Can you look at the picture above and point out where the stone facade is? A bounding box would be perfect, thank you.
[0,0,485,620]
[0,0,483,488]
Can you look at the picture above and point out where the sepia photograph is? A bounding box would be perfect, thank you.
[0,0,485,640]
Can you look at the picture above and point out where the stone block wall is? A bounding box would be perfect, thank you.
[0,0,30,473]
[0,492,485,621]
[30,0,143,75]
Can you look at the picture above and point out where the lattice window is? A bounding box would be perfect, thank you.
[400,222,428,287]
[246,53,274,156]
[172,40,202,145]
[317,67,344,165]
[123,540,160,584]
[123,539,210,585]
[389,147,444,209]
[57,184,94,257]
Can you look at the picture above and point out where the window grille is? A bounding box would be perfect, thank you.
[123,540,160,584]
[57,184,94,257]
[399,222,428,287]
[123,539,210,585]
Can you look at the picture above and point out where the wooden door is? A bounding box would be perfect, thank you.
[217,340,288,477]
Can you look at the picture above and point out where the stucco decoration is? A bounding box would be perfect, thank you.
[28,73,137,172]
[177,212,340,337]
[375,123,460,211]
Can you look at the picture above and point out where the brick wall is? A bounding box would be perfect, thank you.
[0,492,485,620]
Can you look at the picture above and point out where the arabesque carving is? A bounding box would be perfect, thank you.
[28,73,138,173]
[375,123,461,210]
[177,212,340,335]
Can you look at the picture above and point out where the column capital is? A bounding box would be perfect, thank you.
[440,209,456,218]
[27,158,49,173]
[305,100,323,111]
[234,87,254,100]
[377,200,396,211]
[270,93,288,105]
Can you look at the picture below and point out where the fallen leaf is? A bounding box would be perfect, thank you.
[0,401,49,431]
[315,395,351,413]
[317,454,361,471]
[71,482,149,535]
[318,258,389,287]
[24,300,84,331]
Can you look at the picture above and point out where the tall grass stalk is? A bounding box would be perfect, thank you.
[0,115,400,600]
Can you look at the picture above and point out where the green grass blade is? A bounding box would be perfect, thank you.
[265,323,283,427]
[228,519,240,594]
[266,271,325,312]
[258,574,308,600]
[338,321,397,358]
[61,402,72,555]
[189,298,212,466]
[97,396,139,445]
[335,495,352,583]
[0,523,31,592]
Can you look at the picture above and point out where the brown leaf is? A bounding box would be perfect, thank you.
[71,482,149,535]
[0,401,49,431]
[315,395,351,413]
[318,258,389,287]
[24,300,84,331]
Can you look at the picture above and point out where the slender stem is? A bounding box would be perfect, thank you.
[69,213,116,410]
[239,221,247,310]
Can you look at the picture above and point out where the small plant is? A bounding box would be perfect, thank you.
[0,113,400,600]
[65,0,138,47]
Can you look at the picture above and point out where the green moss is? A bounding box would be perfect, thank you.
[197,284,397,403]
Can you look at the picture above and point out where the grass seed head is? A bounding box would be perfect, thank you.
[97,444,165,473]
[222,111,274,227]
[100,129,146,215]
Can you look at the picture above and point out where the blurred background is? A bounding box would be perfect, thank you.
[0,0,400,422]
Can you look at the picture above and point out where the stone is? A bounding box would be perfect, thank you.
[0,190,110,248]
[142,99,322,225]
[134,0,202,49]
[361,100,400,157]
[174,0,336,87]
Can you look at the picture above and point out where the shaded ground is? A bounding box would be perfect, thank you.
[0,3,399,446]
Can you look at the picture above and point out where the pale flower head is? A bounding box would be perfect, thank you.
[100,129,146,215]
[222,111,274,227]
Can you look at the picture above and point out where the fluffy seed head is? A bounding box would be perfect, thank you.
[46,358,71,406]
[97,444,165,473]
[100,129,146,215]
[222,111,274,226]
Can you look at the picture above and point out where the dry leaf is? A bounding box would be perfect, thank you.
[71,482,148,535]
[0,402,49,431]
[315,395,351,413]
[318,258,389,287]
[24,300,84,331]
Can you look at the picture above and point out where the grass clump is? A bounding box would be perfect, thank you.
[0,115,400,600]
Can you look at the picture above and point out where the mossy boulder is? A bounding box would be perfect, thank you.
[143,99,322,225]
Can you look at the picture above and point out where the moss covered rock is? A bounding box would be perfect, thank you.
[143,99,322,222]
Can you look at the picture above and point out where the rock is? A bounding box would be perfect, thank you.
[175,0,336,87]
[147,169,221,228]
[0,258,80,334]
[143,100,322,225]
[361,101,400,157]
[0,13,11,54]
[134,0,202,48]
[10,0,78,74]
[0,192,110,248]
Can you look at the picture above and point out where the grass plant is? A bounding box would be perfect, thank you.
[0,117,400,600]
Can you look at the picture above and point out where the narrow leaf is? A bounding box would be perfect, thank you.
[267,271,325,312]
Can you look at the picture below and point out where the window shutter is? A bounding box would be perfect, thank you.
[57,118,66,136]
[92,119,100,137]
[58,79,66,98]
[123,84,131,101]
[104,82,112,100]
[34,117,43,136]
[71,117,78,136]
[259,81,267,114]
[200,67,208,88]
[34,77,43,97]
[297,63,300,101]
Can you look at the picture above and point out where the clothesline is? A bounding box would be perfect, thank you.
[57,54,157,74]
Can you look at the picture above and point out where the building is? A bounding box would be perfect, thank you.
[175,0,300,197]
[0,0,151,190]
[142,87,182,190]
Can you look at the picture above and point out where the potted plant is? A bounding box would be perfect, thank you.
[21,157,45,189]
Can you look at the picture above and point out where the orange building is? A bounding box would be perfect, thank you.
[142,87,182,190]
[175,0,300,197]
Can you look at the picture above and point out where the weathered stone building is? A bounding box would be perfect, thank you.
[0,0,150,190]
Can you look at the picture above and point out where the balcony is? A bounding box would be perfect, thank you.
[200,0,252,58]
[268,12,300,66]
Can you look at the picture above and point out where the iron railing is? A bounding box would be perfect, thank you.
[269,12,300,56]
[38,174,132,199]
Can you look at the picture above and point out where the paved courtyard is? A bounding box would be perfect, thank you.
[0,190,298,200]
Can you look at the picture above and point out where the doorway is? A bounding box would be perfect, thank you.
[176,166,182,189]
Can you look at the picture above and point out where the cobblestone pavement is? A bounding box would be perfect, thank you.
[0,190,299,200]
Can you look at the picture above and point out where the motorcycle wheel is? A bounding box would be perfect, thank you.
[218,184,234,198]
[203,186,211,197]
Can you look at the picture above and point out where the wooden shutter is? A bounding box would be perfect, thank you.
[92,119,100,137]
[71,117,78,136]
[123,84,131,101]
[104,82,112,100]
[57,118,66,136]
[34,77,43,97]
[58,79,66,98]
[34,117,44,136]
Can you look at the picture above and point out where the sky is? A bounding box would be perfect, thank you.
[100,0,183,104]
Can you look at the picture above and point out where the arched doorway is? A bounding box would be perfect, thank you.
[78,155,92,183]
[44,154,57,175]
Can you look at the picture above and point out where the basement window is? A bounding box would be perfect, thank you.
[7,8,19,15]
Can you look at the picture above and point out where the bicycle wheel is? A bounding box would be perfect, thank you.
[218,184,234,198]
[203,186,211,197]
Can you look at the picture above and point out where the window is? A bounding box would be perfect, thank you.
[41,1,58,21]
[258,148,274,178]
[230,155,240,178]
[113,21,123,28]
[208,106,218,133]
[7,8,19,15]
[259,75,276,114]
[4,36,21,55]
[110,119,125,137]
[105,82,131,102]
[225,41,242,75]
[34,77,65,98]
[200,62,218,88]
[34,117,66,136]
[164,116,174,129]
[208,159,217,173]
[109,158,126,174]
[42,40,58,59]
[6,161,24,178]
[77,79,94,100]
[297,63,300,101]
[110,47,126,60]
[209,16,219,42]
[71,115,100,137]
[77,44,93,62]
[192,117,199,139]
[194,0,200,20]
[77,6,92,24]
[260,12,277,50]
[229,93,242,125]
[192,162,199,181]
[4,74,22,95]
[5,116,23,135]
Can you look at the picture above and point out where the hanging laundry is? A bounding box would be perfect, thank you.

■ ■ ■ ■ ■ ■ ■

Write out every line of the listing above as a numbered list, leaving out any blank lines.

## SOLUTION
1. Can you look at the picture above and point out where the stone facade is? A bounding box would be perfect, thank you.
2. [0,0,485,620]
3. [0,0,483,488]
4. Can you look at the picture above and point out where the sepia photograph is? A bounding box would be perfect, thank you.
5. [0,0,485,640]
6. Can you look at the picture above and point out where the stone block wall is? A bounding box would be perfect, thank you.
7. [0,0,30,473]
8. [0,492,485,621]
9. [30,0,143,75]
10. Can you look at the picture above and point out where the lattice window is? A bounding box would be perfect, thank you.
11. [400,222,428,287]
12. [246,53,274,156]
13. [172,40,202,145]
14. [317,67,344,165]
15. [123,540,160,584]
16. [123,539,210,585]
17. [389,147,444,209]
18. [57,184,94,257]
19. Can you look at the picture above and point out where the window grille is? A bounding box would be perfect, thank you.
20. [123,540,160,584]
21. [57,184,94,257]
22. [399,222,428,287]
23. [123,539,210,585]
24. Can you look at the picture above and point out where the wooden door is? A bounding box would be perfect, thank you.
25. [217,340,288,477]
26. Can you look at the picture above and point out where the stucco decoration is? A bounding box would be perfect, thank you.
27. [28,73,137,172]
28. [177,212,340,337]
29. [375,123,460,211]
30. Can you look at the picture above and point out where the brick wall is? A bounding box would be perfect, thank you.
31. [0,492,485,620]
32. Can you look at the picture above and point out where the arabesque carving is? A bounding box would be perfect, thank you.
33. [28,73,138,173]
34. [375,123,461,210]
35. [177,212,340,335]
36. Can you look at the picture above and point out where the column capital is? A bounding box would be perfect, thank you.
37. [440,209,456,218]
38. [27,158,49,173]
39. [305,100,323,111]
40. [234,87,254,100]
41. [377,200,396,211]
42. [270,93,288,105]
43. Can you look at the picture below and point out where the fallen leaf is? A bounding box would be perfect, thank you.
44. [0,401,49,431]
45. [315,395,351,413]
46. [317,454,361,471]
47. [71,482,149,535]
48. [318,258,389,287]
49. [24,300,84,331]
50. Can you look at the picture above and point out where the tall grass stalk is? A bounding box would be perfect, thank you.
51. [0,115,400,600]
52. Can you look at the picture above and point out where the green grass blade is? A bounding box would be perfect, thank you.
53. [265,323,283,427]
54. [228,519,240,594]
55. [266,271,325,312]
56. [258,574,308,600]
57. [338,321,397,358]
58. [61,402,72,555]
59. [189,298,212,466]
60. [97,396,139,445]
61. [335,495,352,583]
62. [0,523,31,592]
63. Can you look at the picture above and point out where the brown leaf is? A bounding box would be perfect, thank you.
64. [71,482,149,535]
65. [0,401,49,431]
66. [315,395,351,413]
67. [318,258,389,287]
68. [24,300,84,331]
69. Can you look at the picture above and point out where the slender stem is? A bounding box would be perfect, thank you.
70. [69,213,116,410]
71. [239,221,247,310]
72. Can you look at the picture above and point out where the small plant is? A bounding box would be perfect, thank you.
73. [0,113,400,600]
74. [65,0,138,47]
75. Can you look at the picture above and point out where the green moss is? A bounding box would be perfect, thank you.
76. [197,284,397,403]
77. Can you look at the picture above and point out where the grass seed head is? A bounding box would be perfect, thank you.
78. [97,444,165,473]
79. [222,111,274,227]
80. [100,129,146,215]
81. Can you look at the picture above and point out where the blurred background is? A bounding box would be perfect, thank you.
82. [0,0,400,422]
83. Can you look at the picture above and point out where the stone is? A bounding box would be perfect, thank you.
84. [0,190,110,248]
85. [142,99,322,225]
86. [134,0,202,49]
87. [361,100,400,157]
88. [174,0,336,87]
89. Can you look at the picture above and point out where the shaded ground is? A bounding box would be perfect, thank you.
90. [0,3,399,446]
91. Can you look at the picture above and point out where the pale flower head is? A bounding box would be perfect, thank you.
92. [100,129,146,215]
93. [222,111,274,227]
94. Can you look at the picture above and point out where the fluffy seed head is? A bounding box would be perfect, thank you.
95. [46,358,71,406]
96. [97,444,165,473]
97. [100,129,146,215]
98. [222,111,274,226]
99. Can you look at the picture above and point out where the dry leaf is? A bounding box would be perfect, thank you.
100. [71,482,148,535]
101. [0,402,49,431]
102. [315,395,351,413]
103. [318,258,389,287]
104. [24,300,84,331]
105. Can you look at the picture above and point out where the grass clump is? A bounding box would be perfect, thank you.
106. [0,115,400,600]
107. Can you look at the picture above and point out where the mossy boulder is? A bounding box would be perfect, thank you.
108. [143,99,322,225]
109. Can you look at the picture above and point out where the moss covered rock is? A bounding box would be perfect, thank you.
110. [143,99,322,222]
111. Can you look at the picture above and point out where the rock is? A bounding box would be perfect, thank you.
112. [175,0,336,87]
113. [147,169,221,228]
114. [0,258,80,334]
115. [143,100,322,225]
116. [361,101,400,157]
117. [0,13,11,54]
118. [134,0,202,48]
119. [10,0,78,74]
120. [0,192,110,248]
121. Can you look at the picture above and point out where the grass plant is? A bounding box would be perfect, thank you.
122. [0,117,400,600]
123. Can you look at the picture above and point out where the narrow leaf is? A bounding box would be perfect, thank you.
124. [267,271,325,312]
125. Can you look at the picture below and point out where the window shutter is? A bounding box would be perfect, thank you.
126. [57,118,66,136]
127. [92,119,100,137]
128. [58,79,66,98]
129. [123,84,131,101]
130. [104,82,112,100]
131. [34,117,43,136]
132. [71,117,78,136]
133. [259,81,267,114]
134. [200,67,208,88]
135. [34,77,43,97]
136. [297,63,300,101]
137. Can you look at the picture above and point out where the clothesline is? A bounding box would be perfect, thank you.
138. [57,54,157,74]
139. Can you look at the picture above and point out where the building is? A bounding box would be perfect, thank you.
140. [175,0,300,197]
141. [0,0,151,190]
142. [142,87,182,190]
143. Can you look at the picture above and point out where the potted plant is? A bounding box would be perfect, thank you.
144. [21,157,45,189]
145. Can you look at the picture above and point out where the orange building is? A bounding box would be perfect, thank you.
146. [142,87,182,190]
147. [175,0,300,197]
148. Can you look at the picture above and point out where the weathered stone building is? A bounding box would be perfect, thank you.
149. [0,0,150,190]
150. Can you look at the picture above and point out where the balcony is? A bounding box would be perfect, thank you.
151. [200,0,252,58]
152. [268,12,300,66]
153. Can you look at the picture above and point out where the iron railing is? A bounding box would be perfect, thank you.
154. [269,12,300,56]
155. [38,174,132,199]
156. Can you look at the picture above and point out where the paved courtyard is? A bounding box would be perfect, thank you.
157. [0,190,298,200]
158. Can you look at the picture above and point out where the doorway is? A bounding box would be perfect, thank you.
159. [176,166,182,189]
160. Can you look at the picture above and point out where the cobblestone pavement is? A bounding box would be perfect, thank you.
161. [0,190,299,200]
162. Can you look at the picture above and point out where the motorcycle wheel is? A bounding box would be perfect, thank you.
163. [218,184,234,198]
164. [203,186,211,197]
165. Can you look at the picture above and point out where the wooden shutter is? A bounding box would be perfect, thank you.
166. [92,119,100,137]
167. [71,117,78,136]
168. [123,84,131,101]
169. [104,82,112,100]
170. [57,118,66,136]
171. [34,77,43,97]
172. [58,79,66,98]
173. [34,117,44,136]
174. Can you look at the picture above and point out where the sky is? A bounding box would be perfect, thank you.
175. [100,0,183,104]
176. Can you look at the picture above and point out where the arched doorway is? A bounding box would be perfect, thank you.
177. [78,155,92,183]
178. [44,154,57,175]
179. Can you look at the picture above and point out where the basement window is? A bounding box would be perfect, thank you.
180. [7,8,19,15]
181. Can you look at the picture above and point out where the bicycle wheel is? A bounding box would be perfect, thank you.
182. [218,184,234,198]
183. [203,186,211,197]
184. Can you look at the picture above and point out where the window is? A bounding box would be perfect, thank you.
185. [41,1,58,21]
186. [258,148,274,178]
187. [230,155,240,178]
188. [113,21,123,28]
189. [208,106,218,133]
190. [7,8,19,15]
191. [259,75,276,114]
192. [4,36,21,55]
193. [110,119,125,137]
194. [105,82,131,102]
195. [225,41,242,75]
196. [34,77,65,98]
197. [200,62,218,88]
198. [34,117,66,136]
199. [164,116,174,129]
200. [208,159,217,173]
201. [109,158,126,174]
202. [42,40,58,59]
203. [6,161,24,178]
204. [77,79,94,100]
205. [297,63,300,101]
206. [110,47,126,60]
207. [209,16,219,42]
208. [71,115,100,137]
209. [77,44,93,62]
210. [192,117,199,139]
211. [194,0,200,20]
212. [77,6,92,24]
213. [260,12,277,50]
214. [229,93,242,125]
215. [192,162,199,181]
216. [4,74,22,95]
217. [5,116,23,135]
218. Can you look at the picture above and point out where the hanging laundry is? A bounding box would be perfect, thank you.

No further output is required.